What to work on: Continue the forum thread below, about a partner who kept a health condition secret, from the point where it stops.

Passage provided:
+ + +

Comments: 2 · Posts: 1548 · Topics: 27
Posted by Undine
Posted by sweetpea2977
Posted by SlipperySlope
Posted by sweetpea2977

Your feelings are warranted 💙

He robbed you. Pride...shame....ego, does that. It's unfortunate. You probably loved him enough to support him and to find resources and options.

Maybe...maybe, you should consider calling him or writing him a letter to truly express the disappointment his lack of vulnerability and openness has caused you. That's when the healing will begin. Let it all out.

This is why I greatly dislike it when people KNOW they're not ready for a relationship, but engage in one ANYWAY. It's one of the MOST SELFISH things a human can do 😟

Nevertheless.....

Wishing your heart a speedy new beginning 💙

That's a bit harsh, considering he had a pretty embarassing and frightening physical/mental health condition.

The guys got a completely emasculating condition meanwhile he's the one who robbed her of her pride and ego?

Pull your head in.

You're delusional. 🙁

This dude COMPLETELY left her in the DARK. He robbed her. This isn't about his condition. This is about his way of dealing with his condition WHILE in a relationship! The shit was selfish. Period. He could've handled it much better. An emasculating condition yet STILL in a relationship, holding out information NEEDED to move forward, to find options, to give the person he's with a chance to make a decision for herself. It wasn't fair. No way around it. He should've stayed single. Now, the only person who loved him and was there for him is GONE. You know what? Now that I think of it a little more, he not only robbed his girl but himself as well 😔 Wow.

+ + +

The data:
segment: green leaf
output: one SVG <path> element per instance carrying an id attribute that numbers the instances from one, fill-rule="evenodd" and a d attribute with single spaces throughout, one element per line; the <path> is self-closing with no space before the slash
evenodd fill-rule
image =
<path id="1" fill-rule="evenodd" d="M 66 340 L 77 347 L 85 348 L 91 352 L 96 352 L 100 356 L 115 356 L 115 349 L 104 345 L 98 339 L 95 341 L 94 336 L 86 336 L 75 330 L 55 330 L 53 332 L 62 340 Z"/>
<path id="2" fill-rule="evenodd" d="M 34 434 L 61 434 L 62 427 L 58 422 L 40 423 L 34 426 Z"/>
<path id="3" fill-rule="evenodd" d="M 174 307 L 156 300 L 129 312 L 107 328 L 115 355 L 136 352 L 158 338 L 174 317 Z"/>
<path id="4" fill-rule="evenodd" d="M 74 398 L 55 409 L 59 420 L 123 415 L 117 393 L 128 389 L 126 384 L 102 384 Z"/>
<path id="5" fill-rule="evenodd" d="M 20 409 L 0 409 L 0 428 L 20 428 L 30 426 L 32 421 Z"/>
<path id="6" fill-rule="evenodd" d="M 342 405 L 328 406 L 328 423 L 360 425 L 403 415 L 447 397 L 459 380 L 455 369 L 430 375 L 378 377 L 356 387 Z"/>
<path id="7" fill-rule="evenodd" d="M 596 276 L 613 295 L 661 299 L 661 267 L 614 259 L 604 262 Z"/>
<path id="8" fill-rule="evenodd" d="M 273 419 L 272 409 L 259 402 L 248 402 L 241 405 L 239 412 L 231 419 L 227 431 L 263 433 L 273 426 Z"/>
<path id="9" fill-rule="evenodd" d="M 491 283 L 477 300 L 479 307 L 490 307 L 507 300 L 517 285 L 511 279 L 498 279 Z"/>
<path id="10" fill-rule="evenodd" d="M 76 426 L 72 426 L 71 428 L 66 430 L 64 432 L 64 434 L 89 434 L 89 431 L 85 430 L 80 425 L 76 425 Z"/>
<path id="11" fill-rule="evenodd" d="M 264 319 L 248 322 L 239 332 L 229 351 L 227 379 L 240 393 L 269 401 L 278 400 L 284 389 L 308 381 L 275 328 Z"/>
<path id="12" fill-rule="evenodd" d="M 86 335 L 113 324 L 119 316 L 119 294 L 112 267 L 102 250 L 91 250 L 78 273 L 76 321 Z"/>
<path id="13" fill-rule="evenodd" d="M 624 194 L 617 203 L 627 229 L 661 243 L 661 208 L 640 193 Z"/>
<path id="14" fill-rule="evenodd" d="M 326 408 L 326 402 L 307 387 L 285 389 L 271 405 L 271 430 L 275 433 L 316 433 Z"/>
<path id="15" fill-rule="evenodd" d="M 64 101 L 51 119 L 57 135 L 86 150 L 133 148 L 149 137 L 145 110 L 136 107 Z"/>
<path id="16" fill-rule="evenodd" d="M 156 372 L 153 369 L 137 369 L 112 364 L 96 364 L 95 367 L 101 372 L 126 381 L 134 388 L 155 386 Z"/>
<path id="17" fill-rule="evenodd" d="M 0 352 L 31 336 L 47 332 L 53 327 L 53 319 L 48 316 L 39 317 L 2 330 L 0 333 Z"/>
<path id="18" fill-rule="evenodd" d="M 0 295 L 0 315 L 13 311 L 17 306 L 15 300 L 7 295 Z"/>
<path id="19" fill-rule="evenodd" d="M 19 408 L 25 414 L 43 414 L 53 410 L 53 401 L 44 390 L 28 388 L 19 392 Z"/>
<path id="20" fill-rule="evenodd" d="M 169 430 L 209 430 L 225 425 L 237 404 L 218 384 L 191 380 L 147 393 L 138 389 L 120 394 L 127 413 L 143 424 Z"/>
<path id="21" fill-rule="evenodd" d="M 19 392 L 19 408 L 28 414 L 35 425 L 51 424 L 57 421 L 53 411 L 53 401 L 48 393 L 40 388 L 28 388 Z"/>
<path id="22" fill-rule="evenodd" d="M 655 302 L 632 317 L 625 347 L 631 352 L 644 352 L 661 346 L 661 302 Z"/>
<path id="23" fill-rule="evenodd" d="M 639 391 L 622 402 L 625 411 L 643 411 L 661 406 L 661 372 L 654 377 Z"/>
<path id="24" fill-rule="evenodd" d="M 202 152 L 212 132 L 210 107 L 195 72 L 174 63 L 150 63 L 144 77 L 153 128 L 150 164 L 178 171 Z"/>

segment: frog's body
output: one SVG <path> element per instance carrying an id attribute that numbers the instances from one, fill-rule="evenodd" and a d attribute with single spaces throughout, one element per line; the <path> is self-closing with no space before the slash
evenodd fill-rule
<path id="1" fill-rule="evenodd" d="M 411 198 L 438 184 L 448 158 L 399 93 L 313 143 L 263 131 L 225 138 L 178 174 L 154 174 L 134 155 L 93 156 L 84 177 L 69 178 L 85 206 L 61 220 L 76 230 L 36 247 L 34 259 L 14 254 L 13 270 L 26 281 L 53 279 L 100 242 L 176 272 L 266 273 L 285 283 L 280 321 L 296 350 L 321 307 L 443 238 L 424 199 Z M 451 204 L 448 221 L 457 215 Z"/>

+ + +

Result for this exercise:
Honey, you concentrate too much on him. Yes, he was in denial and treated her poorly. The moron! But he's not here to take the blame.

She is here! She could have responded to things differently. She learned something from her mistakes, but it took YEARS. She could have learned it in days! She needs to be wiser in the future. Concentrate on her!
click to expand



Who the hell is "concentrating" over this? Certainly NOT me. If you reread my initial response with true understanding, you will SEE that I was trying to help her to MOVE forward. No matter how foolish it was for her to stay, SECRETS are never any good. But he's no longer in the picture thankfully, so now it's ALL about her and her healing. Period.